#### [What to do]
Report every line of the rows below that contains the word "tram", copying each such line in full.

#### [Provided records]
=======
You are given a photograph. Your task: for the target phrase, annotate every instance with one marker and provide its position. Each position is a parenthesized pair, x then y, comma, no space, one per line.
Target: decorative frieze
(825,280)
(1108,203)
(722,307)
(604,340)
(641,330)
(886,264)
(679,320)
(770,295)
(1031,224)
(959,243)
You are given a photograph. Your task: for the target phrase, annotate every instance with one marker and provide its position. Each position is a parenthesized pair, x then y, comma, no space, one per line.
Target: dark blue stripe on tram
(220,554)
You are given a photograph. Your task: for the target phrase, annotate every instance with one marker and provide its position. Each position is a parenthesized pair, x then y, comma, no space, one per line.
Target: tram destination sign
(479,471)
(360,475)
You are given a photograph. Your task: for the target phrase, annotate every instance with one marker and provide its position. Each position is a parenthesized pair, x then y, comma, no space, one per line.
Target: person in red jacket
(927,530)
=======
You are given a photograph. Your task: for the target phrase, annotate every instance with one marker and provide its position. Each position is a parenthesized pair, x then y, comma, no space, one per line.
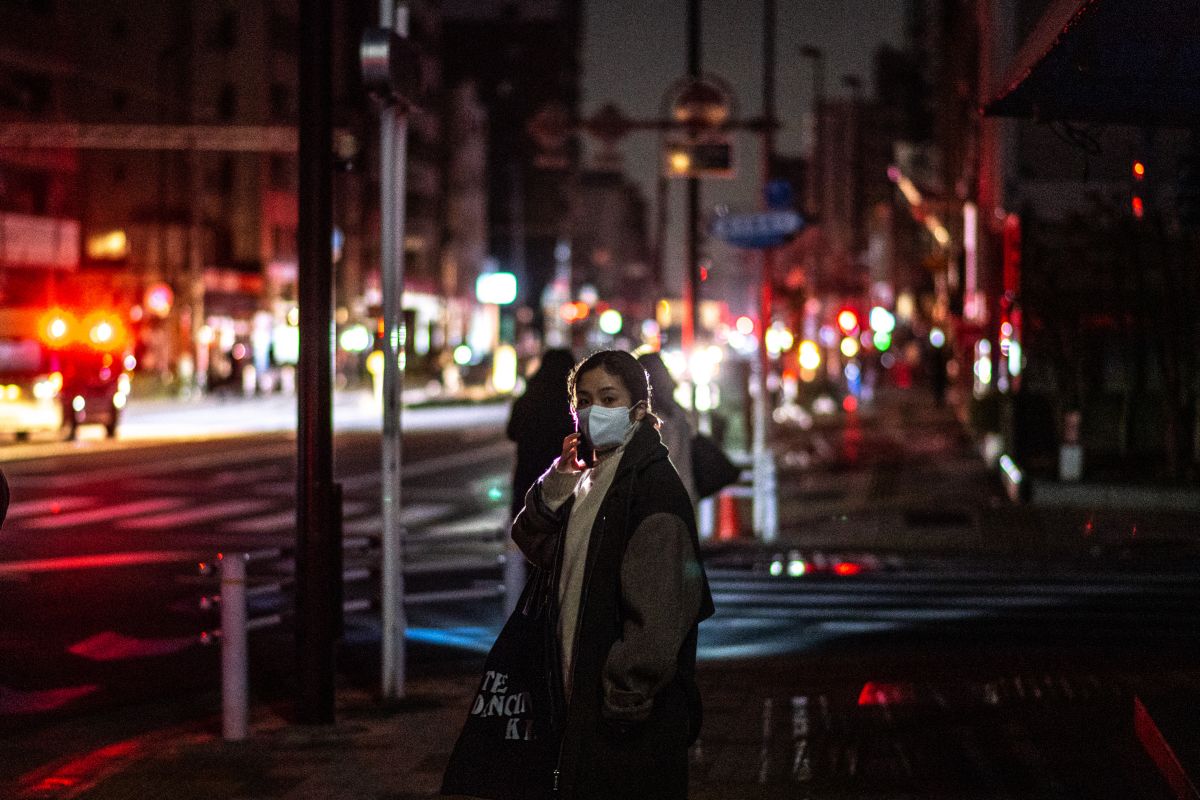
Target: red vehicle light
=======
#### [Finished answer]
Target: dark blue stripe on tram
Target: tram destination sign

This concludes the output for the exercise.